## What to produce:
Rewrite the rows below with every "photograph" replaced by "image" and everything else unchanged, leaving out the pictures.

=======

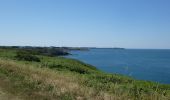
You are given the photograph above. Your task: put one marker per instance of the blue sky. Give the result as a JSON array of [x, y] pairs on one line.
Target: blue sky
[[92, 23]]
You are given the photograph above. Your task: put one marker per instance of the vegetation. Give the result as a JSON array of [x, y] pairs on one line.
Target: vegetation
[[58, 78], [23, 55]]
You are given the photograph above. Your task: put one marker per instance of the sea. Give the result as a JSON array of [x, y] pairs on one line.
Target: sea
[[141, 64]]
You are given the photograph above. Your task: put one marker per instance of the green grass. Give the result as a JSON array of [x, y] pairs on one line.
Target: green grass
[[58, 78]]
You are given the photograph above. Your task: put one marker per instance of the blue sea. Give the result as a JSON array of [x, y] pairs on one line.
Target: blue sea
[[142, 64]]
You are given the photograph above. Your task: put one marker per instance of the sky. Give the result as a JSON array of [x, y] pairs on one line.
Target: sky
[[86, 23]]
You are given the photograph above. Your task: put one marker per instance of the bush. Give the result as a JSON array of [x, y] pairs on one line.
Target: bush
[[23, 55]]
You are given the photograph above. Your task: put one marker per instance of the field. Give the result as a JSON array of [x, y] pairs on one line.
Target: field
[[59, 78]]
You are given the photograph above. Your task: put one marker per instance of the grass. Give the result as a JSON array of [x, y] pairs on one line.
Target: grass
[[58, 78]]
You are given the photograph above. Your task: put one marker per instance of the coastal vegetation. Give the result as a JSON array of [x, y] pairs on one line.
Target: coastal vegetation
[[29, 73]]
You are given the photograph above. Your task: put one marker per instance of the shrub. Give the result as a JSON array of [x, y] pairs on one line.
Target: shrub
[[23, 55]]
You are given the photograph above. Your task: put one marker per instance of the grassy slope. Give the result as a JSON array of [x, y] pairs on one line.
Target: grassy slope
[[66, 79]]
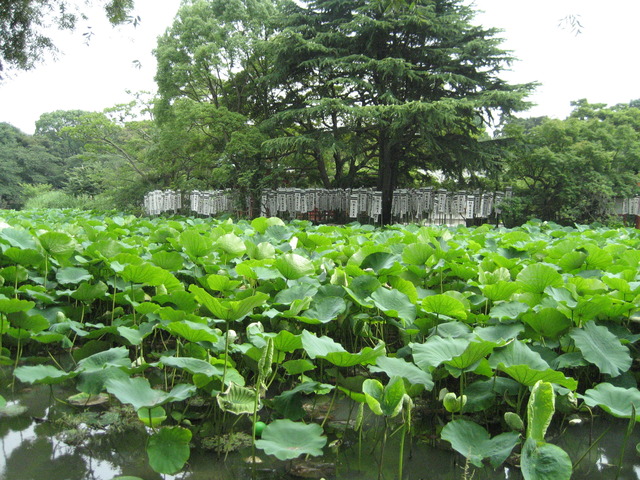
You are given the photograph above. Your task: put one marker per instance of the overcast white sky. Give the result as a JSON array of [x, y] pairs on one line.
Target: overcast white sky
[[600, 64]]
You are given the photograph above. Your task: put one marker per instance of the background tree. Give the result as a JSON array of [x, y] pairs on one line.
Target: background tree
[[569, 171], [407, 84], [116, 154], [25, 160], [22, 24], [212, 99]]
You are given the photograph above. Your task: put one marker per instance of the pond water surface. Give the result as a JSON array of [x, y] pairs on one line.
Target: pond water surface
[[35, 445]]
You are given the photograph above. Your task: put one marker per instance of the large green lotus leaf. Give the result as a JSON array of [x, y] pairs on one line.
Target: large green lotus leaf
[[45, 374], [602, 348], [286, 341], [289, 403], [384, 400], [540, 410], [319, 347], [114, 357], [32, 323], [517, 353], [397, 367], [191, 331], [571, 261], [361, 288], [260, 251], [482, 394], [406, 287], [293, 266], [93, 381], [544, 461], [499, 334], [547, 322], [536, 277], [231, 244], [527, 367], [168, 449], [193, 366], [509, 310], [195, 245], [27, 256], [437, 350], [325, 310], [19, 238], [238, 400], [225, 309], [287, 440], [148, 274], [528, 376], [278, 233], [170, 261], [381, 262], [500, 291], [299, 291], [72, 275], [444, 305], [417, 253], [261, 224], [587, 308], [14, 305], [296, 367], [137, 392], [565, 295], [182, 300], [57, 244], [475, 444], [222, 283], [597, 258], [394, 303], [616, 401], [365, 356], [14, 274], [88, 293], [152, 417]]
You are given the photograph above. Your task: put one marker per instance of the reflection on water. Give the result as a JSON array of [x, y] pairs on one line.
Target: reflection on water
[[32, 449]]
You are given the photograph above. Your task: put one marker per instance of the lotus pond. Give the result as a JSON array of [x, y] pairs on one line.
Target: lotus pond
[[336, 343]]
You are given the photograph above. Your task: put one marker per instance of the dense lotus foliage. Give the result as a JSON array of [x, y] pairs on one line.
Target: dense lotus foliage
[[254, 318]]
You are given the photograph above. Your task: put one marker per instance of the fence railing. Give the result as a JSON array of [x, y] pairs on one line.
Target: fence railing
[[322, 205]]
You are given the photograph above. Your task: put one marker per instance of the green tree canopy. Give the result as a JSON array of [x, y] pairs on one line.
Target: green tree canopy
[[570, 170], [401, 84], [25, 160]]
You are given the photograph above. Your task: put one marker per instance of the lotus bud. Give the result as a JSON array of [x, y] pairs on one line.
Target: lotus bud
[[514, 421], [442, 393], [451, 402]]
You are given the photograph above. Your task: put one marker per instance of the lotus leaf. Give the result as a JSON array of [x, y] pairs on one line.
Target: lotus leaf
[[542, 461], [602, 348], [474, 442], [238, 400], [397, 367], [384, 400], [168, 449], [287, 440], [137, 392], [45, 374], [444, 305], [394, 303], [616, 401], [293, 266]]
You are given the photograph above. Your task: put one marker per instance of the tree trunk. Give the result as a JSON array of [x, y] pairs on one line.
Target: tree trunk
[[387, 176]]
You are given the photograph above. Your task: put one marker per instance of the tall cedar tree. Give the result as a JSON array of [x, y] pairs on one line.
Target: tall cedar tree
[[410, 84]]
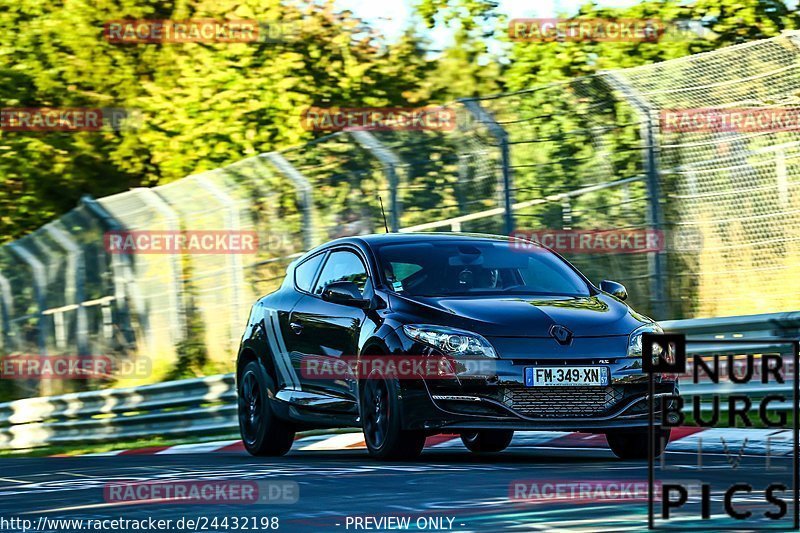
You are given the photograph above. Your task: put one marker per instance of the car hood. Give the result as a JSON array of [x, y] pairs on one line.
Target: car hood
[[524, 316]]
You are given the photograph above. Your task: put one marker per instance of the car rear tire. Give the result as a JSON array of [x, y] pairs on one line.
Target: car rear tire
[[263, 433], [632, 444], [488, 440], [380, 418]]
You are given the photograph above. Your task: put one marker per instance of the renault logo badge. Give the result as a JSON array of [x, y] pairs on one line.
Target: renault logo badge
[[561, 334]]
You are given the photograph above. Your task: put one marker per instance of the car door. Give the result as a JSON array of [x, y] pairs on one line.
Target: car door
[[328, 333]]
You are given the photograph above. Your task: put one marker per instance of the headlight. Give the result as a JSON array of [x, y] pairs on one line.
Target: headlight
[[451, 341], [635, 340]]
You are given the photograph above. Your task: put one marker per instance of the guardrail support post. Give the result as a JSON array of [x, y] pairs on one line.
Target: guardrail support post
[[505, 186], [390, 162], [303, 187]]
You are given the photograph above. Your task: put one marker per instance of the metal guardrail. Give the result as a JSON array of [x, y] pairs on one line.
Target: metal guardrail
[[206, 406]]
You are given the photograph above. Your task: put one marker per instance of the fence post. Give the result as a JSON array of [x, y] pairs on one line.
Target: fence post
[[6, 308], [500, 134], [655, 215], [155, 201], [390, 162], [235, 260], [39, 283], [126, 293], [303, 187], [74, 290]]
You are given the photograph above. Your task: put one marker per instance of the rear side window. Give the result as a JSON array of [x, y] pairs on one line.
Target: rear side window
[[304, 272], [342, 266]]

=======

## Final answer:
You are given the image above. Your task: put one marker per instance of the blue sky. Give the result as a JSON array of [x, y] pairs on one line.
Target: blue sky
[[92, 23]]
You are given the image above. Your task: put one marker per instance of the vegetation. Give the result as a JSON array of [x, y] pairs on one line.
Target: vegetation
[[58, 78], [23, 55]]
You are given the image above. Your task: put one marker per instance of the sea. Give the result as a JSON array of [x, y] pairs on one line.
Target: sea
[[141, 64]]
You are given the image above. Your task: put one marker per instance of the green grass. Give the result as a JSON array of [x, y] pairs on one line.
Target: green grass
[[58, 78]]
You are given the image above. Your task: put one marker per instance of the blue sea. Give the result as a JSON array of [x, y] pairs on one line.
Target: blue sea
[[142, 64]]
You are given the image above. Your task: put one marker per instance of the sky. Give the result as a JSON array of [x, y] pairs on one line.
Target: sky
[[86, 23]]
You are given the image above. Your task: put one marker per instance of the bush. Give the result as a JSON array of [x, y] pairs on one line.
Target: bush
[[23, 55]]
You are given the image above. Your task: put one marker per instance of the field. Give the result as a JSON array of [x, y] pairs on one line.
Target: field
[[59, 78]]
You are given the image above. Your task: put one marker per instance of the grass. Give the result as a JSON array of [x, y] pairs on one line.
Target: grass
[[58, 78]]
You are given the image above. Your task: put one marker per instance of the coastal vegetation. Give the result as a JSON array of [x, y] pairs on one line.
Target: coastal vegetation
[[29, 73]]
You are given the image above. Your task: put one marker per instance of the shrub. Give the result as a JSON array of [x, y] pairs on one line.
Target: shrub
[[23, 55]]
You are given the image above. Your task: put one marker per instance of the grassy slope. Give the result as a JSON array of [x, y] pairs on one line.
Target: grassy slope
[[66, 79]]
You are given the image above. Your task: put one marker per instance of the overcast white sky. Give the result as a JSON array of [x, y] pairs on one line.
Target: overcast white sky
[[600, 64]]
You are given the image above. Your task: put one marker per instance of the background tree. Give the result as a JSON array of [x, y] pairs on one line.
Target: background tree
[[569, 171], [407, 84], [116, 154], [25, 160], [22, 24], [212, 99]]
You are given the image above. Your task: put one marker per instance of the pond water surface. Give the result as a JSON array of [x, y] pairs on one line.
Target: pond water surface
[[35, 445]]
You are given the image above. Your task: put one marker per instance of the large green lotus leaf. Give the result as a JSON array of [x, y] pairs on one line.
Target: large green lotus leaf
[[45, 374], [602, 348], [286, 341], [289, 403], [384, 400], [540, 410], [319, 347], [114, 357], [32, 323], [517, 353], [397, 367], [191, 331], [571, 261], [361, 288], [260, 251], [482, 394], [406, 287], [293, 266], [93, 381], [544, 461], [499, 334], [547, 322], [536, 277], [231, 244], [527, 367], [168, 449], [193, 366], [509, 310], [195, 245], [27, 256], [437, 350], [325, 310], [19, 238], [238, 400], [225, 309], [287, 440], [148, 274], [528, 376], [278, 233], [170, 261], [381, 262], [500, 291], [299, 291], [72, 275], [444, 305], [417, 253], [261, 224], [587, 308], [14, 305], [296, 367], [137, 392], [565, 295], [182, 300], [57, 244], [475, 444], [222, 283], [597, 258], [394, 303], [616, 401], [365, 356], [14, 274], [88, 293], [152, 417]]
You are given the image above. Your task: put one marker per instance of the reflection on water. Give the result as a JSON array of [x, y] pairs on one line.
Target: reflection on water
[[32, 449]]
You are given the image above. Your task: put one marker per instance of the lotus pond. Give the result as a JSON array of [x, y] pairs on one line.
Target: lotus pond
[[336, 343]]
You are given the image above. Your task: put one marker per instance of the dense lotus foliage. Give the result as a JSON array of [x, y] pairs on one line.
Target: dense lotus foliage
[[254, 318]]
You are given the image above. Your task: put one marker per instance of the fence railing. Give the result as a JSON array of [x, y] pairs on one line.
Target: fence railing
[[322, 205]]
You are given the image above. Your task: put one marker per instance of the green tree canopy. Give the result as a JSON array of [x, y] pairs on one line.
Target: green tree canopy
[[570, 170], [401, 84], [25, 160]]
You are given the image above. Your task: put one marker per instance of the lotus bud. Give the result as a JSON array of [x, y] pairs on one line.
Target: lotus bud
[[514, 421], [442, 393], [451, 402]]
You are given the image above. Your task: put one marker per instance of the lotus leaf. Give the result as a JSON array of [x, y] pairs on one line.
Target: lotus leaf
[[542, 461], [602, 348], [474, 442], [238, 400], [397, 367], [384, 400], [168, 449], [287, 440], [137, 392], [45, 374], [444, 305], [394, 303], [616, 401], [293, 266]]
You are given the image above. Your task: put one marker per instance of the tree trunk. Give the result as a JSON array of [x, y] pairs on one line.
Target: tree trunk
[[387, 176]]
You are given the image above. Your task: put one marker per instance of the tall cedar tree. Give the result as a JSON array of [x, y] pairs on one line.
Target: tall cedar tree
[[410, 84]]
You are given the image above. Your task: put one marker per instance of the car hood. Give the result as a JSON array of [x, y] pairs on one line.
Target: car hood
[[524, 316]]
You are given the image above. Your task: put one marker per instance of the car rear tire. Give the result as a JSON array of [x, y] pairs on one line.
Target: car rear tire
[[263, 433], [632, 444], [488, 440], [380, 418]]
You are given the image above. Your task: put one marker per instance of the renault logo badge. Give the result as a JSON array of [x, y] pairs on one line.
Target: renault logo badge
[[561, 334]]
You are given the image above. Your task: put one marker per instance of the car door. Give the result as a JSON array of [x, y] pairs on one line.
Target: car door
[[328, 333]]
You are given the image above. Your task: put one marker per instance of the headlight. Give the result as a JSON array of [x, y] pairs on one line.
Target: headlight
[[451, 341], [635, 340]]
You are given the image above. Your task: put one marker per instance of the guardrail support post. Give the result as a JSON array of [x, y] pairs on one line.
Target: guardrail support post
[[505, 186], [390, 162], [303, 187]]
You are given the image above. Your task: put one marker per instance of the metal guardrail. Give the result as a JSON array of [x, y] pairs on one line.
Target: metal guardrail
[[206, 406]]
You are given the image above. Your task: put one marker per instance of the fence post. Give the result as a JSON array of [x, y] pairs on one line.
Target: fence post
[[6, 308], [500, 134], [655, 215], [155, 201], [390, 162], [235, 260], [39, 283], [126, 293], [303, 187], [74, 290]]
You are given the image above. Your task: put one marker per instance of the rear side window. Give the result as a JSON array of [x, y] pairs on one line.
Target: rear side window
[[304, 272], [342, 266]]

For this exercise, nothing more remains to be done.